Problem statement:
List every line below that contains the string "instance", copying each one in full.

Data supplied:
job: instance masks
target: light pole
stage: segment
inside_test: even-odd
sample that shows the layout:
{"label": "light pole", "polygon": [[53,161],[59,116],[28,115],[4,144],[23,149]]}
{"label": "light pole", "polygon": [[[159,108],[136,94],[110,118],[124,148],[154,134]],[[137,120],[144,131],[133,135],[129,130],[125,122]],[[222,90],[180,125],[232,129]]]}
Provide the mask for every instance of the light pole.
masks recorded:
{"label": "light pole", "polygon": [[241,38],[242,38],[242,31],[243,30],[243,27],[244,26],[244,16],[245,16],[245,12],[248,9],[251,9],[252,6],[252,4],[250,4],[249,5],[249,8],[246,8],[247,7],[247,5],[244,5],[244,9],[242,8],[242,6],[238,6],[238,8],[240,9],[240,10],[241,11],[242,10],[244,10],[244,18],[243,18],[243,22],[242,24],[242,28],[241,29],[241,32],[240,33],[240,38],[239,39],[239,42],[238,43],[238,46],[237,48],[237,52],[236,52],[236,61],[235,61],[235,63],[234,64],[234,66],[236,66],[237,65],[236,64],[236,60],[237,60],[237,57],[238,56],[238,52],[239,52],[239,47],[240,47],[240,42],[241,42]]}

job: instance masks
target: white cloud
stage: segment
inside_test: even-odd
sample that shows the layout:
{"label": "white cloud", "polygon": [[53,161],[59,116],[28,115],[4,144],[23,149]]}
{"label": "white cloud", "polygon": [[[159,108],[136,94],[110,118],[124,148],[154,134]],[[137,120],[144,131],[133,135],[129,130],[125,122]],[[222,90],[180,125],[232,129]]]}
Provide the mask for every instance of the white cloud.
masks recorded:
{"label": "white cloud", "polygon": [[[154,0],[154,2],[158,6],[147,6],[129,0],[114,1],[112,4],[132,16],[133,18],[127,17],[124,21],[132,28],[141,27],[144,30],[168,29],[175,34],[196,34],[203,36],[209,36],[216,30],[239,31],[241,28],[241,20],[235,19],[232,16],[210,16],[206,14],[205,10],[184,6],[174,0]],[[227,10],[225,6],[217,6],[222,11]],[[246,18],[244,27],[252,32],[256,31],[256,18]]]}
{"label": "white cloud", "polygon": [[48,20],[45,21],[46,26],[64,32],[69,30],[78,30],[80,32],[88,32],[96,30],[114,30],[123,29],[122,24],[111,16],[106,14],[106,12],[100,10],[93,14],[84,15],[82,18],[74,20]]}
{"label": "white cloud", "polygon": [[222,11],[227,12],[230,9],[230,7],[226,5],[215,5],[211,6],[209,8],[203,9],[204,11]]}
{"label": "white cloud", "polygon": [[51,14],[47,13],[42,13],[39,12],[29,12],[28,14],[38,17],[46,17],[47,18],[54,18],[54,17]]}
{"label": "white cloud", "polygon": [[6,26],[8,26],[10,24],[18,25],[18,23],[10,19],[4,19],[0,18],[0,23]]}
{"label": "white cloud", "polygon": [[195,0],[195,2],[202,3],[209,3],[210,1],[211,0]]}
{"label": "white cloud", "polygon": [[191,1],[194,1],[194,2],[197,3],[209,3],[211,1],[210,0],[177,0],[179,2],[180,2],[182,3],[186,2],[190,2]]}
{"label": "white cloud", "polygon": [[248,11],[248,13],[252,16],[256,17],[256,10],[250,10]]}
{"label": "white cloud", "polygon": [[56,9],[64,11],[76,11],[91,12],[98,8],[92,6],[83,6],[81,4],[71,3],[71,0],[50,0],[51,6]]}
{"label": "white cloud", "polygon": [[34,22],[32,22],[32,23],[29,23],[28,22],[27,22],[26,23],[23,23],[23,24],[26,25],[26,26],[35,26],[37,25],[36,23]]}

Response:
job: instance masks
Provide the mask for every instance of the light pole.
job: instance masks
Provide the mask for every instance of the white cloud.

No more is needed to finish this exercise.